• [Exercise] Reproduce the stretch of the records from the start through the line that contains "[[247, 13, 260, 36]]", including both ends, and leave the pictures out of your copy.

• [Records for the exercise]
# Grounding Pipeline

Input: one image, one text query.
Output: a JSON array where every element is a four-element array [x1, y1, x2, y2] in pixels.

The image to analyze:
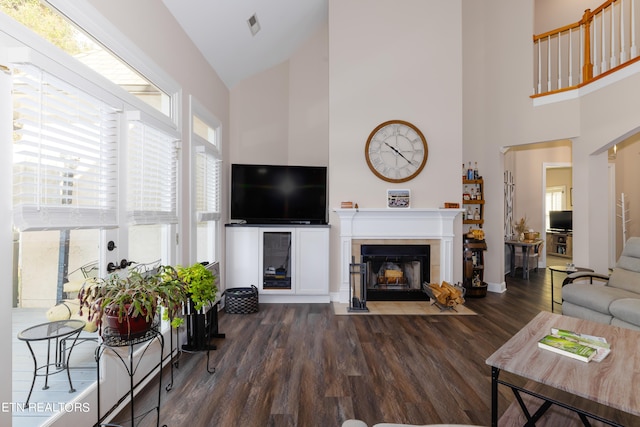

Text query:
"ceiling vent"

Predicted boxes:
[[247, 13, 260, 36]]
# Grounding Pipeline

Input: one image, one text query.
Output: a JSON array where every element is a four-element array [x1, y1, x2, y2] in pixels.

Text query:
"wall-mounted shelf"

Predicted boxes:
[[462, 178, 485, 228]]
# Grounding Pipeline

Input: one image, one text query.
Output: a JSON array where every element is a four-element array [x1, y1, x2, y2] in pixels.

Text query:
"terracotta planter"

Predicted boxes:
[[103, 306, 153, 339]]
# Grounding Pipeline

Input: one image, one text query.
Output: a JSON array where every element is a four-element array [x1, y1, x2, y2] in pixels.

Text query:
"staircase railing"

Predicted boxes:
[[532, 0, 640, 97]]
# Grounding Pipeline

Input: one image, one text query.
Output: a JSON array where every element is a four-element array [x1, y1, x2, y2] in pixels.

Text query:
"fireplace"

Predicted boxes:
[[332, 208, 463, 302], [360, 244, 430, 301]]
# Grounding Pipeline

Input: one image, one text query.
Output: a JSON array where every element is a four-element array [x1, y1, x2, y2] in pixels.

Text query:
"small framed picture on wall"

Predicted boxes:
[[387, 190, 411, 209]]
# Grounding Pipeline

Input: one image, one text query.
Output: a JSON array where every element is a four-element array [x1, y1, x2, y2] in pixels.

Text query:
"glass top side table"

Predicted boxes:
[[18, 320, 85, 405]]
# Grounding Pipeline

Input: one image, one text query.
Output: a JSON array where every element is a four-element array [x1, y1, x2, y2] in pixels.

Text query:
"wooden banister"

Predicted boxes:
[[532, 0, 640, 97]]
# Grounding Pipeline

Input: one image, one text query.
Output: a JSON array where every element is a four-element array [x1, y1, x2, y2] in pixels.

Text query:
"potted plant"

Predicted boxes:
[[177, 263, 218, 311], [177, 263, 218, 351], [78, 266, 187, 339]]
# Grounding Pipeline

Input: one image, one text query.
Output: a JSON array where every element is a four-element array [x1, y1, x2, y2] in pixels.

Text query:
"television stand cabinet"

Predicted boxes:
[[547, 230, 573, 258], [225, 224, 330, 303]]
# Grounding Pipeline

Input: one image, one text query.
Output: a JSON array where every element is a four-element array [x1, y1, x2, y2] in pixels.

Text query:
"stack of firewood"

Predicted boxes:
[[429, 282, 464, 307]]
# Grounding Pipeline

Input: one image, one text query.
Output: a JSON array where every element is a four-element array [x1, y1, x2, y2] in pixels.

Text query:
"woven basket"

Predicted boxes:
[[224, 285, 258, 314]]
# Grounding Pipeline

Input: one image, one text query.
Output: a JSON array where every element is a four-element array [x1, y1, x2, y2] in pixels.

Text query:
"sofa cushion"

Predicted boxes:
[[609, 237, 640, 294], [562, 300, 613, 325], [562, 283, 640, 314], [611, 317, 640, 331], [609, 298, 640, 326]]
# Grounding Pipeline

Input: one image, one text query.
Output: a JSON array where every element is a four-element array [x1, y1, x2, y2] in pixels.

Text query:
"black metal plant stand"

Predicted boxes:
[[171, 301, 225, 376], [95, 327, 166, 427]]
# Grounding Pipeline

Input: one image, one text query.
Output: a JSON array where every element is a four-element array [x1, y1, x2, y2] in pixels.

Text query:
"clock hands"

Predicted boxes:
[[384, 141, 413, 165]]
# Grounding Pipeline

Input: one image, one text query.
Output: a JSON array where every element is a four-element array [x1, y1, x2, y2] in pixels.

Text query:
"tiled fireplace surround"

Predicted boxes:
[[335, 209, 462, 303]]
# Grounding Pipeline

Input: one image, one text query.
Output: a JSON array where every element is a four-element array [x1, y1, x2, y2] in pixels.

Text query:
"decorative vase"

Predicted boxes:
[[103, 306, 153, 340]]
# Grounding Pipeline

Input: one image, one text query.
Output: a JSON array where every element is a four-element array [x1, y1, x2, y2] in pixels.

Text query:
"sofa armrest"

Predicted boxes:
[[562, 271, 609, 286]]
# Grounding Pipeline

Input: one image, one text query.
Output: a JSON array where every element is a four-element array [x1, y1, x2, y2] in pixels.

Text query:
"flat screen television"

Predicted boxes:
[[231, 164, 327, 224], [549, 211, 573, 231]]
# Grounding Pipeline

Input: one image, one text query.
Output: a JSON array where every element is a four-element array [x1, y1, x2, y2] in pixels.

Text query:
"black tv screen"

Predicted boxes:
[[549, 211, 573, 231], [231, 164, 327, 224]]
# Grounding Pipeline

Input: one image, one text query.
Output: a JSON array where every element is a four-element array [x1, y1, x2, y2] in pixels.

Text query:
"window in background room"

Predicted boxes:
[[191, 100, 222, 268], [545, 185, 567, 230]]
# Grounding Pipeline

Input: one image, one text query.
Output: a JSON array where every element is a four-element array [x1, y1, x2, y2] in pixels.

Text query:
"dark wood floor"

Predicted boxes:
[[111, 269, 592, 427]]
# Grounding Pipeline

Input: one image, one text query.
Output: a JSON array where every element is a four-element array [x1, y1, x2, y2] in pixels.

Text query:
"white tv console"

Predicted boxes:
[[225, 224, 330, 303]]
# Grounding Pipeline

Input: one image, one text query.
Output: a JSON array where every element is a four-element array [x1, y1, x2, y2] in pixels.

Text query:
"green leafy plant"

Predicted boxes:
[[177, 263, 218, 310], [78, 266, 187, 332]]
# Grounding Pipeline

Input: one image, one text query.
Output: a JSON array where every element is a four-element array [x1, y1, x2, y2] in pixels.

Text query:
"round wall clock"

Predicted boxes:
[[364, 120, 429, 182]]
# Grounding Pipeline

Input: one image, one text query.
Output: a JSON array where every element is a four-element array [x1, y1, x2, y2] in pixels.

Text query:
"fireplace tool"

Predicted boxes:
[[347, 257, 369, 312]]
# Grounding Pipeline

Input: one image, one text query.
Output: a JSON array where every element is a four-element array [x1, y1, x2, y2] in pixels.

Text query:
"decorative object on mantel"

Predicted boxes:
[[387, 190, 411, 209], [364, 120, 429, 183], [332, 301, 477, 316]]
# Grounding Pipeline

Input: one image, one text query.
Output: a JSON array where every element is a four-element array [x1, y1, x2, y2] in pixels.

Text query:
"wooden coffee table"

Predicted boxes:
[[486, 311, 640, 426]]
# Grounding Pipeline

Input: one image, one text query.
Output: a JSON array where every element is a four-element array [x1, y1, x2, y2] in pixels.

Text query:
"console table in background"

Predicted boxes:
[[486, 311, 640, 426], [504, 239, 543, 279]]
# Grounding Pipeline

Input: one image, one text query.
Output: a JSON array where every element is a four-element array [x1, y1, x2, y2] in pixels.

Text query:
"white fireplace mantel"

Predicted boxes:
[[333, 208, 463, 302]]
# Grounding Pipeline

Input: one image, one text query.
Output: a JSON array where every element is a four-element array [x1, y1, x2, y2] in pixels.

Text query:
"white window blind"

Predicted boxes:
[[127, 120, 178, 224], [195, 146, 221, 222], [12, 64, 119, 231]]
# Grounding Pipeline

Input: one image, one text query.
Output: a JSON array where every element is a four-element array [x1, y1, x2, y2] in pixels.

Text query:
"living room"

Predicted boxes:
[[0, 0, 640, 424]]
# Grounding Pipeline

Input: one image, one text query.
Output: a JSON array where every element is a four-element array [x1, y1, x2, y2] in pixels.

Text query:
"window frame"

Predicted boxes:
[[189, 95, 224, 262]]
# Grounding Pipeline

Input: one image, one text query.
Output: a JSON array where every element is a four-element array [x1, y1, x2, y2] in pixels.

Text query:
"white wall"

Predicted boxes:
[[329, 0, 462, 292], [534, 0, 605, 34], [230, 25, 329, 166]]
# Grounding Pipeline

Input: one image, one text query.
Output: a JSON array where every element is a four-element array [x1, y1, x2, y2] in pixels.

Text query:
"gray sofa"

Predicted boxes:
[[562, 237, 640, 330]]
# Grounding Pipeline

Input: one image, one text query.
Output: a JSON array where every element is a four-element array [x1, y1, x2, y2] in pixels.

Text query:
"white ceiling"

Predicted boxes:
[[162, 0, 328, 88]]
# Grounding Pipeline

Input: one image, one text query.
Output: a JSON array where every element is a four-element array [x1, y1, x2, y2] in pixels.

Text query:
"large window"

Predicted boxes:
[[0, 0, 172, 117], [13, 65, 118, 231], [191, 100, 222, 262]]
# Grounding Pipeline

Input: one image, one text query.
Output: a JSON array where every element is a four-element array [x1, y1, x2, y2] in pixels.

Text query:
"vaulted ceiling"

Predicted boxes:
[[162, 0, 328, 88]]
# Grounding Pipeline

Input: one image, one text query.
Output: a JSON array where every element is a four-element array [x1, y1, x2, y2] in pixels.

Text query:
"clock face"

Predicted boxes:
[[364, 120, 429, 182]]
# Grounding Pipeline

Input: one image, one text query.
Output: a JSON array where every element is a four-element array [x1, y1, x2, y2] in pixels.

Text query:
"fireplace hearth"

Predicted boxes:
[[360, 244, 430, 301]]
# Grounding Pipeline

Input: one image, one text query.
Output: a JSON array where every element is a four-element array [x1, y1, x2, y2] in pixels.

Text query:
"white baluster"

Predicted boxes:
[[610, 3, 618, 68], [537, 39, 542, 93], [558, 33, 562, 89], [593, 10, 607, 72], [569, 28, 573, 87], [631, 0, 638, 59], [547, 35, 551, 92], [578, 25, 584, 83], [620, 0, 627, 64]]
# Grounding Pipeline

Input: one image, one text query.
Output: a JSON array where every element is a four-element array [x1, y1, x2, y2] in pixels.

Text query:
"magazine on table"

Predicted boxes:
[[538, 328, 611, 362]]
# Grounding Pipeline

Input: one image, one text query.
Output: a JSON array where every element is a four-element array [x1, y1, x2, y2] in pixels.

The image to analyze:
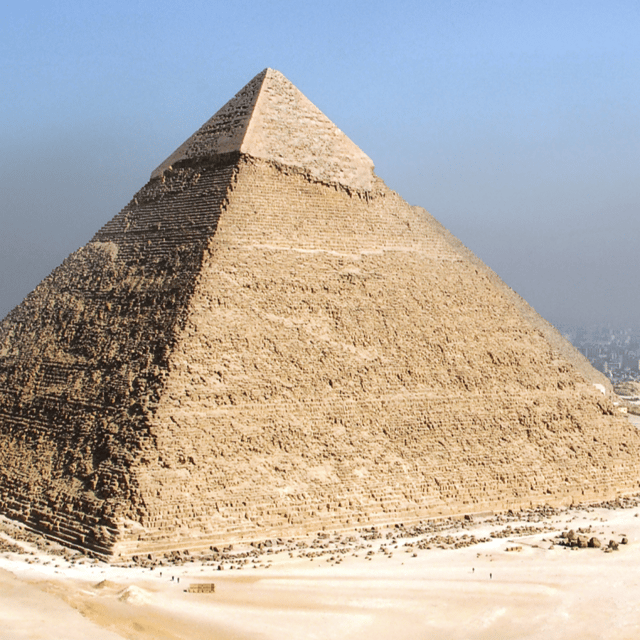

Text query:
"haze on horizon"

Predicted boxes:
[[0, 0, 640, 326]]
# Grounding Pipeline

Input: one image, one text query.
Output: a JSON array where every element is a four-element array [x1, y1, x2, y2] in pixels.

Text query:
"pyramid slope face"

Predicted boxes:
[[0, 70, 640, 556], [152, 69, 374, 191]]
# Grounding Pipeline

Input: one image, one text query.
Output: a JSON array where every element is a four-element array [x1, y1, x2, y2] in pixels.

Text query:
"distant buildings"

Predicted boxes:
[[562, 327, 640, 383]]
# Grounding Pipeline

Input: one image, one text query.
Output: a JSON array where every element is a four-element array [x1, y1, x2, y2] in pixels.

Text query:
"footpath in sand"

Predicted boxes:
[[0, 497, 640, 640]]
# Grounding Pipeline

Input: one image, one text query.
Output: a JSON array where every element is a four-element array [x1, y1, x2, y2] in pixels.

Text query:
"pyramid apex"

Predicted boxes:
[[151, 67, 374, 191]]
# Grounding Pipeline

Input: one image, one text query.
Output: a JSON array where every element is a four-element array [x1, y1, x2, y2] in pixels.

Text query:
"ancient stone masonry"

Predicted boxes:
[[0, 69, 640, 557]]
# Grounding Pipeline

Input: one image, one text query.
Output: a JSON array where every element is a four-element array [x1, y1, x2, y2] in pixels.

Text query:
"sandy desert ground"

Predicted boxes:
[[0, 490, 640, 640]]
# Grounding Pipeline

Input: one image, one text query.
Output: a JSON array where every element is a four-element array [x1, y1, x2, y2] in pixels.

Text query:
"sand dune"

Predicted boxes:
[[0, 500, 640, 640]]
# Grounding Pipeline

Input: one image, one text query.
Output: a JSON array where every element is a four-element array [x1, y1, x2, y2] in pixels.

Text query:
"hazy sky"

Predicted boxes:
[[0, 0, 640, 325]]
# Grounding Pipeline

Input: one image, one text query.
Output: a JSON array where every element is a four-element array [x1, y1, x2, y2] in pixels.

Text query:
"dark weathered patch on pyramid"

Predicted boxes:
[[0, 70, 640, 555]]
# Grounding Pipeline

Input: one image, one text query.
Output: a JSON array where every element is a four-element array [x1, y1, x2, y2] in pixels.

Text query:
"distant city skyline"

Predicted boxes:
[[0, 0, 640, 326]]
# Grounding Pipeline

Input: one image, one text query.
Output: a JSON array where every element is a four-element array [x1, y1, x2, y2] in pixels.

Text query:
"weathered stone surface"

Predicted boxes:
[[151, 69, 375, 190], [0, 72, 640, 555]]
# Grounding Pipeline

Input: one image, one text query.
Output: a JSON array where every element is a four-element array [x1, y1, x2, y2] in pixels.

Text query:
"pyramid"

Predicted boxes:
[[0, 69, 640, 558]]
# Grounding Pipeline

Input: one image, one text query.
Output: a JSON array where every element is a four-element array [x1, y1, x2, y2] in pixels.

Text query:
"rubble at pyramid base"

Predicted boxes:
[[0, 72, 640, 559]]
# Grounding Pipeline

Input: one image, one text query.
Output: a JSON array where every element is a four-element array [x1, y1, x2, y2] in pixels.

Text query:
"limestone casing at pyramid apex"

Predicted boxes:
[[151, 68, 375, 191]]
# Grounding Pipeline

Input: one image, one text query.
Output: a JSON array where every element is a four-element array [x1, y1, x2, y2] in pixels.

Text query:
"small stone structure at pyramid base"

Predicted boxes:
[[0, 70, 640, 558]]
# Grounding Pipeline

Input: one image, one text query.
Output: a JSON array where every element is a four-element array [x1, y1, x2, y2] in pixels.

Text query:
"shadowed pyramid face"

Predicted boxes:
[[0, 69, 640, 556], [151, 69, 374, 190]]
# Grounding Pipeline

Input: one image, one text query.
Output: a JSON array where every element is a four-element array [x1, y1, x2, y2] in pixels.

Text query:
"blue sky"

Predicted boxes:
[[0, 0, 640, 325]]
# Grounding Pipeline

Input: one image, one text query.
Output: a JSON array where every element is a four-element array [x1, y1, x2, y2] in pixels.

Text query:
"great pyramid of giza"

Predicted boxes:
[[0, 69, 640, 558]]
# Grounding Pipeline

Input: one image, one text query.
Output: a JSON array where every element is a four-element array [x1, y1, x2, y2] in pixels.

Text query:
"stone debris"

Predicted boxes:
[[0, 69, 640, 570]]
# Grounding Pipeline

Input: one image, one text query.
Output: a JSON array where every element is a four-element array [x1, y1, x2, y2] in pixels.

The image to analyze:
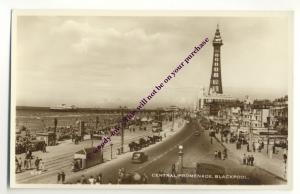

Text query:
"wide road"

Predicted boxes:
[[62, 120, 286, 185]]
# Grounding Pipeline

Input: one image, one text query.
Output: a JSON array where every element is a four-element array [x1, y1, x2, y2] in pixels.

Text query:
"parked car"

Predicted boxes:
[[131, 152, 148, 163], [194, 130, 200, 136]]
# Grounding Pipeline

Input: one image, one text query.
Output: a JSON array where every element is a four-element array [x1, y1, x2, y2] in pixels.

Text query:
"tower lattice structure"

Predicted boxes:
[[208, 26, 223, 94]]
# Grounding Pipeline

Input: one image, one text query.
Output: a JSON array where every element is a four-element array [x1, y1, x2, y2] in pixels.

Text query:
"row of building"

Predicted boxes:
[[199, 96, 288, 135]]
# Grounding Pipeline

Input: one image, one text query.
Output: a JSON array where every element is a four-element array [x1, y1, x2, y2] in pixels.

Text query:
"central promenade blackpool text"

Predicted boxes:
[[95, 38, 209, 152]]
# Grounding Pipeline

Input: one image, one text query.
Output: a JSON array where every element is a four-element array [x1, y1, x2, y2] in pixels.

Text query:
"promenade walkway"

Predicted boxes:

• [Finished exercise]
# Grounding Pipeline

Input: one image, one text query.
Output: a JSON array where every element is a four-element array [x1, y1, x2, y2] in pixels.

The image to analyze:

Text query:
"ceiling vent"

Predicted boxes:
[[247, 13, 260, 36]]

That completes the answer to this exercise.